- [WRITTEN EXERCISE]: Can you rewrite only the part of the records that opens with the line containing "mark: the innermost point of each instance of the blue sky" and closes with the final line, keeping every line including the requests, but with each x and y coordinate in the answers offset by 146?

- [SUPPLIED DATA]:
%%

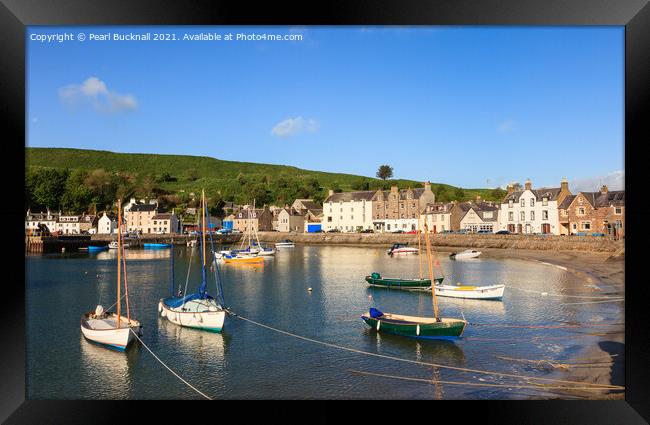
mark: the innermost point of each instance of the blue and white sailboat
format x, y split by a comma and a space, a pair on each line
198, 309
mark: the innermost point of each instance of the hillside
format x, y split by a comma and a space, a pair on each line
156, 175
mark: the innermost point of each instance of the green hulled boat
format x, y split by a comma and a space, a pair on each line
375, 279
415, 327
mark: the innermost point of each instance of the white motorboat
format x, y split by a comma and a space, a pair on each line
491, 292
402, 249
107, 328
468, 253
285, 244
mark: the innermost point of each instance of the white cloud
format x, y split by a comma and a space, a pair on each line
613, 181
294, 126
506, 126
95, 91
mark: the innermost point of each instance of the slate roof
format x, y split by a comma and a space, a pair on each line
143, 207
544, 192
600, 200
351, 196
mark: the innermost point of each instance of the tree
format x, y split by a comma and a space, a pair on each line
385, 172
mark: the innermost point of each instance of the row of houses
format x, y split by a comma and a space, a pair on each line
526, 211
141, 217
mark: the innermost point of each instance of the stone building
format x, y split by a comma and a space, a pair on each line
598, 212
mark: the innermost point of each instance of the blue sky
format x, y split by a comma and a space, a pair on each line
468, 106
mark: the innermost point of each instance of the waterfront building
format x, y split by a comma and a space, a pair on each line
531, 210
253, 219
474, 216
165, 223
348, 211
49, 219
597, 212
400, 209
140, 218
107, 224
437, 217
290, 220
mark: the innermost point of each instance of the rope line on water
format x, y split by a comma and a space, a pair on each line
462, 369
478, 384
167, 367
546, 294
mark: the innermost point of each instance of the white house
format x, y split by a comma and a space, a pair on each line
32, 220
106, 225
348, 211
531, 210
437, 217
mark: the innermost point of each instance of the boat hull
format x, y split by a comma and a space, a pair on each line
196, 315
493, 292
416, 327
105, 335
406, 284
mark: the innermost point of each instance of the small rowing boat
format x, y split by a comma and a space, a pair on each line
412, 326
468, 253
156, 245
402, 249
376, 279
491, 292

%%

- [OUTPUT OF THE EXERCISE]:
mark: the innermost point of each instance of the blue sky
format x, y split by a comma and a space, a pair on each line
614, 252
mark: the innermost point of each instance of the waterfront building
format x, y split by a comma and a space, a pair on each line
677, 356
399, 365
620, 362
311, 369
494, 357
195, 365
743, 358
546, 355
286, 364
253, 370
583, 363
436, 366
mark: the innermost point of each instance of the rope line on water
format x, y split by a comma and a space, a pair on each line
608, 515
624, 530
313, 513
692, 440
mark: the innermost point of each instance of the white house
format x, y split by a comma and a space, a pair on each line
178, 366
252, 371
494, 357
677, 356
583, 363
mark: the innermost point of each instance of the boat hull
format x, y split by a comma and a space, a pair on each line
342, 461
639, 438
562, 473
251, 481
552, 430
mark: the innermost point of each instance of the small rowing boat
format x, y split by a comma and a space, a pair on each line
558, 472
614, 399
302, 391
548, 395
522, 425
637, 438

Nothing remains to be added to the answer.